Data for this task Start Marker

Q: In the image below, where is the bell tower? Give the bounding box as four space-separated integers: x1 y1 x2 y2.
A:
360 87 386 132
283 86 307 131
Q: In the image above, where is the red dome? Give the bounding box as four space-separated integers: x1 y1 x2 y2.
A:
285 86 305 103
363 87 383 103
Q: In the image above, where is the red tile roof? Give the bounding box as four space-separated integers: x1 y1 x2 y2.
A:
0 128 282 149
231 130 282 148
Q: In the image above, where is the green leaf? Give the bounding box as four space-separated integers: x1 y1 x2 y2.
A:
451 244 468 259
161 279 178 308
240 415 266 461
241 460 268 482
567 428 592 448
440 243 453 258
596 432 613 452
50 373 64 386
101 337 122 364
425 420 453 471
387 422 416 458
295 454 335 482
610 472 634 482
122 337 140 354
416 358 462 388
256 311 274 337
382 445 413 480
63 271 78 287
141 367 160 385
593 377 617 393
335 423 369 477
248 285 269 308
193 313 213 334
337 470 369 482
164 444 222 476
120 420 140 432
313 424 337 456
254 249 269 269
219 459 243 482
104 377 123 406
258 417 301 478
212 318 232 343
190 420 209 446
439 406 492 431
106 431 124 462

Data for this task End Marker
Data for this task Start Marker

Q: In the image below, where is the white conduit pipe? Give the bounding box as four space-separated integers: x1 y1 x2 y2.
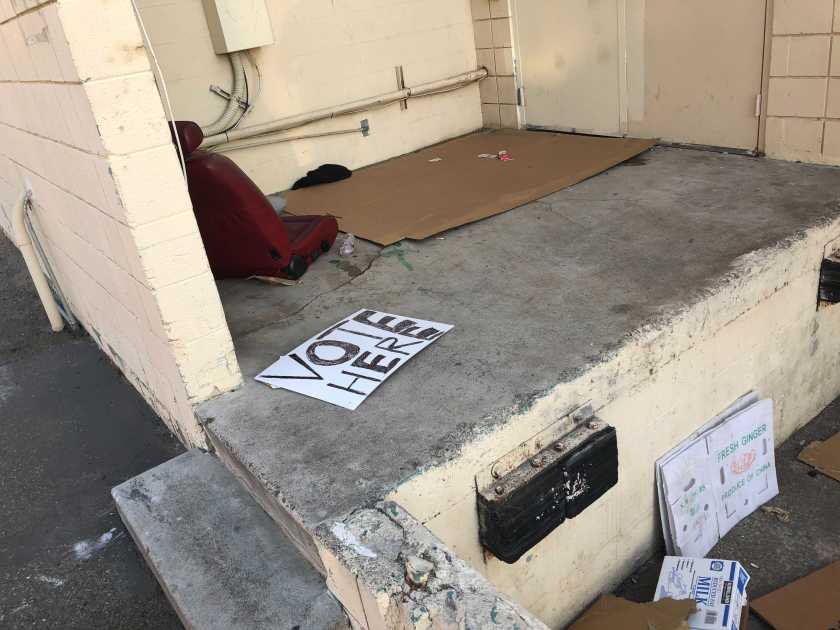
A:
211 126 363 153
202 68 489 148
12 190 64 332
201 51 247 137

Data for this task End Marker

▸ **Assignment**: Keeping every character as it is, restate the lines above that run from the line with "Q: In the image above, where is the red dome?" through the line with "Q: In the image above, where is the green", both included, and nothing else.

▸ **Exercise output**:
Q: In the image above, where is the red dome? Give the bounding box as four space-separated integers: x1 y1 x2 y2.
A:
285 86 305 103
363 87 383 103
Q: In the image above, where is the red tile roof? Give the bounding box as four space-separated integers: x1 y1 x2 y2.
A:
0 128 282 149
231 130 282 148
Q: In the image above, where is the green leaf? Give the bounding box as four space-separated integers: x1 y1 x2 y2.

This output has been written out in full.